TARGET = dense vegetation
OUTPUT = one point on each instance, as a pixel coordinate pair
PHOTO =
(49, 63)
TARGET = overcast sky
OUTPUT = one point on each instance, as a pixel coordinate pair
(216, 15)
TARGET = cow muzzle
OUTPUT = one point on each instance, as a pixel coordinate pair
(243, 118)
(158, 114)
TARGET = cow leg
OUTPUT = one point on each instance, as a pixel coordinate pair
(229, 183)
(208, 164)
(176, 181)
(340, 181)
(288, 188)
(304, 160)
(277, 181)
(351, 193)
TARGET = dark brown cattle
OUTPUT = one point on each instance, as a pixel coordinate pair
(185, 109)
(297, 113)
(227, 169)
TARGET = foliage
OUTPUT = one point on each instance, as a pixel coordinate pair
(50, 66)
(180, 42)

· · ·

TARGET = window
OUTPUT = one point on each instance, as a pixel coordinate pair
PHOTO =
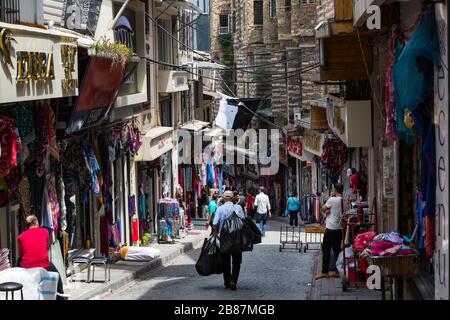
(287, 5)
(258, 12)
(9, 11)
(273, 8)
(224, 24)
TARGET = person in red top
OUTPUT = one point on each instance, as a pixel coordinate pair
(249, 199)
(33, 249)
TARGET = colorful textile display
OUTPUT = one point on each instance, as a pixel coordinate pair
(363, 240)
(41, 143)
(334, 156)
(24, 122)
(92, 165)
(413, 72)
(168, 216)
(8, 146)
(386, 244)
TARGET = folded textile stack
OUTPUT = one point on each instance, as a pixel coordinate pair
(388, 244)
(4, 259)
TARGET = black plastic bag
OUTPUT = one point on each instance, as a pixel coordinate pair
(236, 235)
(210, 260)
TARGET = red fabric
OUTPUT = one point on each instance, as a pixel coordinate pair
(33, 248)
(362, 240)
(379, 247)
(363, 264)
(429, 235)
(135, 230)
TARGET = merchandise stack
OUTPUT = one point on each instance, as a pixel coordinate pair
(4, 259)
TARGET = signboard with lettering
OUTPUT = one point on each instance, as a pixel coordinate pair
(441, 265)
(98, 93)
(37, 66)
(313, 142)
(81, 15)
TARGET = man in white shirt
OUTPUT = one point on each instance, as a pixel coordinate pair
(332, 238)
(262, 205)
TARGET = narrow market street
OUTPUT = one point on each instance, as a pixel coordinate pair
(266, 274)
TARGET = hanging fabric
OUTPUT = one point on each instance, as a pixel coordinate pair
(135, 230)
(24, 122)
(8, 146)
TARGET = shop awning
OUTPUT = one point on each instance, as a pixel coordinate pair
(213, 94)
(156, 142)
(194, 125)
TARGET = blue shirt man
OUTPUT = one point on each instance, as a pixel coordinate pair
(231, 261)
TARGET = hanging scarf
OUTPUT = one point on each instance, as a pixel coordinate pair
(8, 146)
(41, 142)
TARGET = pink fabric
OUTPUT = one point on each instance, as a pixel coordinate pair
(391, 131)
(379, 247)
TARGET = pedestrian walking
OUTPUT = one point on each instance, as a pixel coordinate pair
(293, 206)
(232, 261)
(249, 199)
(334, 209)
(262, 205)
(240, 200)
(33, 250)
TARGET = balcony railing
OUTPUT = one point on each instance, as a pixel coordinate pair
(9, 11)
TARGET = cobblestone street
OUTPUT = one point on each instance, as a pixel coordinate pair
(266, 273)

· · ·

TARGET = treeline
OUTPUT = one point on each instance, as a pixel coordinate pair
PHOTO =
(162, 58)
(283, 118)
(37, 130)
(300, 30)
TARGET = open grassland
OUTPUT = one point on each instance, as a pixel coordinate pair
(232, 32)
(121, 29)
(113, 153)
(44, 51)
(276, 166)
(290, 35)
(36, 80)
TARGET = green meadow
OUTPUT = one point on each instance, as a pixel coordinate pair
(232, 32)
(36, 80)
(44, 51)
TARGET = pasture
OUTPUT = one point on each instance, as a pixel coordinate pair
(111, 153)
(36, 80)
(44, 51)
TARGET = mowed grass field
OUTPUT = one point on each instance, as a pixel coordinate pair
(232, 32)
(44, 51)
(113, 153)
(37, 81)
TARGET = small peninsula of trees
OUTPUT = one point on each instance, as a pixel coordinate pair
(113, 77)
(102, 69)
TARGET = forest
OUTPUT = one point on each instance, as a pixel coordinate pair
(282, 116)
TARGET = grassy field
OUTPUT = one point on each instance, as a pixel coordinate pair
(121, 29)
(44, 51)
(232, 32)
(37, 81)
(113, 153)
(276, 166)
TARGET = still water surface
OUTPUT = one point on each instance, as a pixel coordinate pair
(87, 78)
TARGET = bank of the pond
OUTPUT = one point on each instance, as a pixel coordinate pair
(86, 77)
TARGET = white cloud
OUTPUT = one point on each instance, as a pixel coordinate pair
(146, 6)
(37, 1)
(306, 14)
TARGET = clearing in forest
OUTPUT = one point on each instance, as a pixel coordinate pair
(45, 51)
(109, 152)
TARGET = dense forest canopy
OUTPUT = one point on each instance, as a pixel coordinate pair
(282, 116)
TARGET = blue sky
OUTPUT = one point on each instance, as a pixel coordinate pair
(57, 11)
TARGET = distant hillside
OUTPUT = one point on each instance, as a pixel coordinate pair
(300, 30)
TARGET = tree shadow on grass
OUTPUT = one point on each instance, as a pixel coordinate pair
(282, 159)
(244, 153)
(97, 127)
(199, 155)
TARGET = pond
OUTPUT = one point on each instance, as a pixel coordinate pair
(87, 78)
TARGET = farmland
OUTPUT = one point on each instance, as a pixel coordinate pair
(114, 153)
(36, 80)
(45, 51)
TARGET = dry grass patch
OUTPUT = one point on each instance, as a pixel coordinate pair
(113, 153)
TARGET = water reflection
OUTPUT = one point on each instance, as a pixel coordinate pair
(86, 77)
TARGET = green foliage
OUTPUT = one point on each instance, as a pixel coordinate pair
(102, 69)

· · ·

-- Task --
Show every line of the records above that contains the string "dense", with case counting.

-- Answer to the task --
TARGET = dense vegetation
TARGET = dense forest canopy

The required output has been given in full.